# Mayones guitars?



## misingonestring (Feb 1, 2010)

I just heard of this Polish company, they have 3 7 string model guitars that arn't signature models (I'm not particularly interested cause I'm broke and they have literally no dealers in the US so I have no idea on pricing but I expect them to be nowhere near cheap) any of you guys on here have played or owned on of them.

Regius 7

Setius GTM 7

Setius PRO 7

They apparently have options other then EMGs for passive fans.


----------



## Metaljim (Feb 1, 2010)

I own a Setius GTM 6. Great playing guitar, it's my main. Best fretwork I've seen. Sounds great too.


----------



## JeffFromMtl (Feb 1, 2010)

If I recall correctly, Nergal from Behemoth used to play Mayones guitars. I think this was around the time of Zos Kia Kultus.


----------



## pink freud (Feb 1, 2010)

If I remember right they are in the $3K area. Not cheap, but definitely an alternative to the more common high-end guitars.


----------



## Fred the Shred (Feb 1, 2010)

I pwn a Setius 7. They do give you quite a bit of options regarding pickups and all that, but they are quite expensive. These are high end instruments and will not be cheap in the US. As far as playability and sound are concerned, however, they are impecable instruments. Here's a couple shots of mine:


----------



## headibanez (Feb 1, 2010)

these are nice, almost the quality of a higher end prs in a 7, fred the shred should make a video so we can hear this bad boy


----------



## audibleE (Feb 1, 2010)

These look fantastic and are very expensive. I can only dream.


----------



## Fred the Shred (Feb 1, 2010)

Fred the Shred usually hangs out in the LiveInstrumentalists channel on camfrog, and you do get to listen to this and plenty other bad boys without having your audio mercilessly compressed by YouTube, and you do get to speak to the people playing the instruments.  

Honestly, I do play every 7 and 8 I own there, hanging with a lot of cool people, quite a few of them from SS.org, so feel free to join us there. 

EDIT: here's the thread about camfrog and all that - http://www.sevenstring.org/forum/the-lounge/106803-possible-audio-video-ss-jam-room.html


----------



## misingonestring (Feb 1, 2010)

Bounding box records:
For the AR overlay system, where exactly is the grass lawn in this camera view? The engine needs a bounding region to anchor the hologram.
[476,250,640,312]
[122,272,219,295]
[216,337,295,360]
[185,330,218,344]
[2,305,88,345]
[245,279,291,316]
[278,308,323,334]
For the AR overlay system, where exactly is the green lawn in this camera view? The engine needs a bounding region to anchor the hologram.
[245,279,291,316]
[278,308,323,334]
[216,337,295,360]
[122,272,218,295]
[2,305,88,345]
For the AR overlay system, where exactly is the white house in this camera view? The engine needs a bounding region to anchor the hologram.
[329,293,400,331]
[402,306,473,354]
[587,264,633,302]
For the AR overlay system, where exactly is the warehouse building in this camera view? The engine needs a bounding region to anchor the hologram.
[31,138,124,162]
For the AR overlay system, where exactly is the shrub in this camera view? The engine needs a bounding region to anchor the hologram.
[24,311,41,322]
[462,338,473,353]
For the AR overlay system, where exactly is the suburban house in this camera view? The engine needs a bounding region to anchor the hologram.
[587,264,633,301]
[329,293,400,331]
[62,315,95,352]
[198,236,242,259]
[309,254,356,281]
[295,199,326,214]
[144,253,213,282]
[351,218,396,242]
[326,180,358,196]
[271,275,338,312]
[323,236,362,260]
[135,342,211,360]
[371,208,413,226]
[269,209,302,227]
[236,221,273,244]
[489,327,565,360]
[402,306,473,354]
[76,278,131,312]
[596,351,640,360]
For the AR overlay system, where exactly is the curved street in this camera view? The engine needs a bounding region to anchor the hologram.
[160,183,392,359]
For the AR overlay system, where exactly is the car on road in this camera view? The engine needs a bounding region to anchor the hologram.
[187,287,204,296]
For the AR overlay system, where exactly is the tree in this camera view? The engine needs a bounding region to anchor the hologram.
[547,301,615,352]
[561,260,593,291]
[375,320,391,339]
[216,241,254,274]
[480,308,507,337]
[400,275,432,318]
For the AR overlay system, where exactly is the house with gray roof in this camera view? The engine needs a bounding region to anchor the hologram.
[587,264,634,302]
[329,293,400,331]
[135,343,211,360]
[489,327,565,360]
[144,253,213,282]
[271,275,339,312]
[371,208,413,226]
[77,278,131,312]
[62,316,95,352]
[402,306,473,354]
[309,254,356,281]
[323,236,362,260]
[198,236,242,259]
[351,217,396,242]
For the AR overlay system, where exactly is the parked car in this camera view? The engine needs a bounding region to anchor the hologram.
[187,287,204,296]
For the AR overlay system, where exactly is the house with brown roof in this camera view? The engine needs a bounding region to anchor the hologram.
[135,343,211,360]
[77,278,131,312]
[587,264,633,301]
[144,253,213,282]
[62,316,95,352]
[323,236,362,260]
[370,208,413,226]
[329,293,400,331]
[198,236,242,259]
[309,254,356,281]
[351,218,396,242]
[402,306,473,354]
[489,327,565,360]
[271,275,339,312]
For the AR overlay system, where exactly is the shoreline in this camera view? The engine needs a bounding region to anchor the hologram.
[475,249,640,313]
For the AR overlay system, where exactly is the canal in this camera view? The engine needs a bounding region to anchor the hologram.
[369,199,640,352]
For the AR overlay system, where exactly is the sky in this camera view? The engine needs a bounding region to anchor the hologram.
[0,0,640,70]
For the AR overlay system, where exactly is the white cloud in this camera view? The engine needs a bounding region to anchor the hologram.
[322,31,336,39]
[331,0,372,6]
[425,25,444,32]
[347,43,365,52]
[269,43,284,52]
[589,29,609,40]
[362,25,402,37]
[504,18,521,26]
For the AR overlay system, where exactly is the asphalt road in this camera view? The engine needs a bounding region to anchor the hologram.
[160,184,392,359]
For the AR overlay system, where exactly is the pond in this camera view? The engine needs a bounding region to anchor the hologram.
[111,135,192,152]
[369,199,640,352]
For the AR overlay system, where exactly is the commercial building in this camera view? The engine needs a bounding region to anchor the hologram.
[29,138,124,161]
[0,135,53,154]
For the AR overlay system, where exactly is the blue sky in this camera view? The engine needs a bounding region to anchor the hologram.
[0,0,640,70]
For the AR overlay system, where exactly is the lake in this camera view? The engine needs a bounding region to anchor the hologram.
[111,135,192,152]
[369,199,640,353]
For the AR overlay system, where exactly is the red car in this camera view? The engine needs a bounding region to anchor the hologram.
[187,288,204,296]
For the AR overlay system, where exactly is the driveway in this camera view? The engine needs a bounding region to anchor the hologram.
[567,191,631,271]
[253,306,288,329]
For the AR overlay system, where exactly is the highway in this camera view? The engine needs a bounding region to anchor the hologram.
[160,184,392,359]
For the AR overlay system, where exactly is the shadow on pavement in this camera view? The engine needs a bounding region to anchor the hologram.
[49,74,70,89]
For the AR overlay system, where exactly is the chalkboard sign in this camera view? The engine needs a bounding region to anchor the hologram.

Request 1:
In the Mayones guitar thread, which model does Metaljim say he owns?
Request 2:
From the listing, copy out the lines starting at the one containing "For the AR overlay system, where exactly is the white house" and ending at the one containing "[462,338,473,353]", including both of those lines.
The Mayones guitar thread and the listing have nothing to do with each other.

Written solution 1:
A Setius GTM 6.

Written solution 2:
For the AR overlay system, where exactly is the white house in this camera view? The engine needs a bounding region to anchor the hologram.
[329,293,400,331]
[402,306,473,354]
[587,264,633,302]
For the AR overlay system, where exactly is the warehouse building in this camera view? The engine needs a bounding region to anchor the hologram.
[31,138,124,162]
For the AR overlay system, where exactly is the shrub in this camera view? The engine needs a bounding region to anchor the hologram.
[24,311,41,322]
[462,338,473,353]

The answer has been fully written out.